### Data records
--
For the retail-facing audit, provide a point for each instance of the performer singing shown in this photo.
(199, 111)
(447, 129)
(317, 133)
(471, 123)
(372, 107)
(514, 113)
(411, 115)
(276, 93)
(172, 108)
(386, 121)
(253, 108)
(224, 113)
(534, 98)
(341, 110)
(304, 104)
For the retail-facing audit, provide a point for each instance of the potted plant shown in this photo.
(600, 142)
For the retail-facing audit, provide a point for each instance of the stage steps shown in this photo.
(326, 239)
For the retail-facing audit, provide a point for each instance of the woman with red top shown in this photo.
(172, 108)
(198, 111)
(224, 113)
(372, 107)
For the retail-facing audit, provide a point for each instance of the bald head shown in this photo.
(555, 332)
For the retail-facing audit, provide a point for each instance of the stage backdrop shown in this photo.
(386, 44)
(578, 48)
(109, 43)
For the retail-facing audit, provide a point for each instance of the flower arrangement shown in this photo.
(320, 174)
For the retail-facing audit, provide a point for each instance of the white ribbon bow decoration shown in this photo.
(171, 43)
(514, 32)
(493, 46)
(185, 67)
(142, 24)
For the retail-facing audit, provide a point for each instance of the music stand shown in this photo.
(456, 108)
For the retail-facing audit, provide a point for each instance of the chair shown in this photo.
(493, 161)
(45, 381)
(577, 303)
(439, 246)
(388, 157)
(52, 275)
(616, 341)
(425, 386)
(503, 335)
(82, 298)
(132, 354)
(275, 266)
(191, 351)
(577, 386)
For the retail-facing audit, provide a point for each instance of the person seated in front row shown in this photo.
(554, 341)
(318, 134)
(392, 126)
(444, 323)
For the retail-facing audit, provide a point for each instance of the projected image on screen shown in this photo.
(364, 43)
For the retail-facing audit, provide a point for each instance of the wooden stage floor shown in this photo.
--
### What to work on
Retype the records above in full, matching each line exactly.

### Final answer
For the retail-facing audit, provide a point for each instance of the performer singing shown in this photo.
(199, 111)
(447, 129)
(317, 133)
(471, 123)
(372, 107)
(514, 113)
(411, 115)
(276, 93)
(172, 108)
(386, 121)
(253, 108)
(224, 113)
(534, 98)
(341, 110)
(304, 104)
For the retail-facing audit, provide a point for each instance of the potted plant shown in this photo.
(600, 142)
For the retail-facing audit, provide a point for each instance of the stage steps shown in this photo.
(326, 239)
For the retail-facing audit, provide a point for each instance of the woman with red top shown in this photo.
(172, 108)
(198, 111)
(224, 113)
(372, 107)
For the retail-facing audit, provide a point for each instance of the bald head shown in this photo.
(555, 332)
For the retail-facing audit, provide a point for each instance of the stage backdrop shown in this photo.
(386, 44)
(578, 48)
(109, 43)
For the retail-facing audit, provide a point for each instance of the flower arrangement shown in this photo.
(320, 174)
For the retail-facing audit, provide a point for each instance of the white ribbon bow decoration shown in this photo.
(171, 43)
(514, 32)
(493, 46)
(185, 67)
(142, 24)
For the retail-facing audit, provide a point for each instance of the music stand shown in this photo.
(456, 108)
For the retail-facing audit, provide a point for each instance of the chair shown in this photo.
(493, 161)
(45, 381)
(577, 303)
(439, 246)
(388, 157)
(52, 275)
(616, 341)
(425, 386)
(503, 335)
(82, 298)
(132, 354)
(275, 266)
(191, 351)
(577, 386)
For the retail-facing audit, provide a point for each instance of the person seated in front row shown in this photo.
(554, 341)
(318, 134)
(392, 126)
(444, 323)
For the retail-facing audit, provide a point for each instance of the projected image on screen shown in this photo.
(364, 43)
For the retail-facing audit, provide a point for each instance of the wooden stage floor shown in this photo.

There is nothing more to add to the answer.